* Task directions
Render every line of the rows below as a numbered list, leaving out blank lines.

* Records supplied
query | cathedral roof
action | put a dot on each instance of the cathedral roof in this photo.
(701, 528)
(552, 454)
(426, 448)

* Written response
1. query | cathedral roof
2. action | put a dot on each instance of the cathedral roof in this photo.
3. (701, 528)
4. (552, 454)
5. (426, 448)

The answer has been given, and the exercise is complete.